Stated problem →
Report each line of the records that contains the string "locomotive", copying the whole line.

Provided data →
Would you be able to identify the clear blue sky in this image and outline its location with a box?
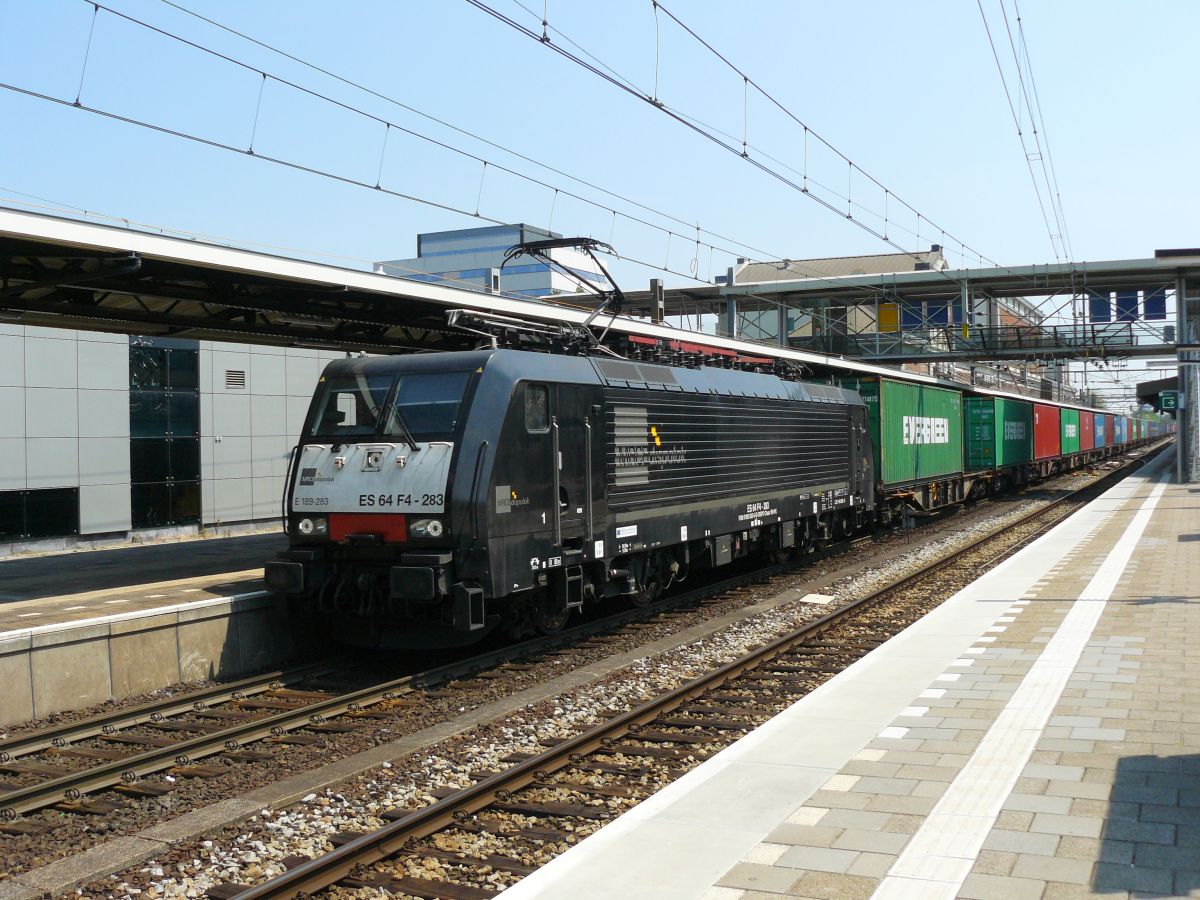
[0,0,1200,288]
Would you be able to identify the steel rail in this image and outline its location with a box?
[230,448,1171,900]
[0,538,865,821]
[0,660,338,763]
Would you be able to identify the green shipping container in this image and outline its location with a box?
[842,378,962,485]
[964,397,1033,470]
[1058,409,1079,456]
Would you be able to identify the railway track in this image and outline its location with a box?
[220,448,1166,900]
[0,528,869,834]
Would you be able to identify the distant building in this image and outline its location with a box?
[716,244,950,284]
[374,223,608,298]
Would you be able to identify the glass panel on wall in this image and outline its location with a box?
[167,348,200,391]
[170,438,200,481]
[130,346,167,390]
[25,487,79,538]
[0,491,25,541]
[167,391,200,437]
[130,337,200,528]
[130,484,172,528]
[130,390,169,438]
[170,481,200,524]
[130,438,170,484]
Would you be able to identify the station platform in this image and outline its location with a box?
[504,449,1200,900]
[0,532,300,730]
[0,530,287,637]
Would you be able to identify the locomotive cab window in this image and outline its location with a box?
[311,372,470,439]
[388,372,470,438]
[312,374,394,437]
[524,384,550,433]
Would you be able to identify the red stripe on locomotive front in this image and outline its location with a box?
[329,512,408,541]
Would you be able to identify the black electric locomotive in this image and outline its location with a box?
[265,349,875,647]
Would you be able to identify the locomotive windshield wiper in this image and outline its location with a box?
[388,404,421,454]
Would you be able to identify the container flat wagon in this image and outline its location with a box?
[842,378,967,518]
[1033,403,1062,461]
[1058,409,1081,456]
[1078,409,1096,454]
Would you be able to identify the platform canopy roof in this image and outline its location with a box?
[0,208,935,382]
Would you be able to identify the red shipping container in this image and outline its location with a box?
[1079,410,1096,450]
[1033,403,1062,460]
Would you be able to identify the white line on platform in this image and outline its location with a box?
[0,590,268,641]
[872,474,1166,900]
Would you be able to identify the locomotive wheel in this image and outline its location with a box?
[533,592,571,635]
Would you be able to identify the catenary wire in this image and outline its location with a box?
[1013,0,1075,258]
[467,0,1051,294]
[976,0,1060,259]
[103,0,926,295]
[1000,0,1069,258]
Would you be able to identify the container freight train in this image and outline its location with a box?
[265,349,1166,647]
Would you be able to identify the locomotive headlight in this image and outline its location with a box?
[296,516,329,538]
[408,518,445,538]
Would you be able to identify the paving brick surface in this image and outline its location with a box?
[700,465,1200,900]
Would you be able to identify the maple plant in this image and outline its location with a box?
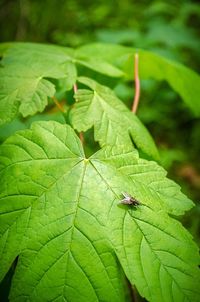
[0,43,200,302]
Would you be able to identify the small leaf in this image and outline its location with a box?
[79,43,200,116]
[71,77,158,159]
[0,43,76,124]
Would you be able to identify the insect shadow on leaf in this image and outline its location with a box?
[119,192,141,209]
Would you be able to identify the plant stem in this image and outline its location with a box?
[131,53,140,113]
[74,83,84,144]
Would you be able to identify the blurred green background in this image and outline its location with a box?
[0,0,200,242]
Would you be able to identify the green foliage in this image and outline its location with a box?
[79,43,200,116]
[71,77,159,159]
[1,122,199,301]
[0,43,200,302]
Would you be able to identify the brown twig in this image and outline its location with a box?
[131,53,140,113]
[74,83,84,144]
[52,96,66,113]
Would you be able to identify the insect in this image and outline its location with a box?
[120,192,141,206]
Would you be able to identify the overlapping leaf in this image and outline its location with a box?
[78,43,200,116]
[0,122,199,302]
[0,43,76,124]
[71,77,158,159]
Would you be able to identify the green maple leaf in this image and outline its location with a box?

Task result →
Would you be able to identify the locomotive cab window in this image and outline its location with a box?
Would you be able to identify the red stripe on locomotive front in this image and outline its location with a box?
Would you be able to identify the black electric locomotive in this image and outline its location with a box?
Would you be able to identify the locomotive windshield wiper in this image and outline its location with a box?
Would you be able to identify the locomotive wheel in this image and outline its location with a box?
Would you be able to identify the locomotive headlight in this image and outline its location with a box?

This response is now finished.